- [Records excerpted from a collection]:

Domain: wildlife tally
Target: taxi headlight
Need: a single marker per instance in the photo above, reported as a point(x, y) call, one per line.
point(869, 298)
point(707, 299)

- [Task description]:
Make an exact copy of every entry.

- [Complete output]:
Domain: wildlife tally
Target: taxi headlight
Need: a single marker per instance in the photo above, reported as a point(x, y) call, one per line.
point(869, 298)
point(707, 299)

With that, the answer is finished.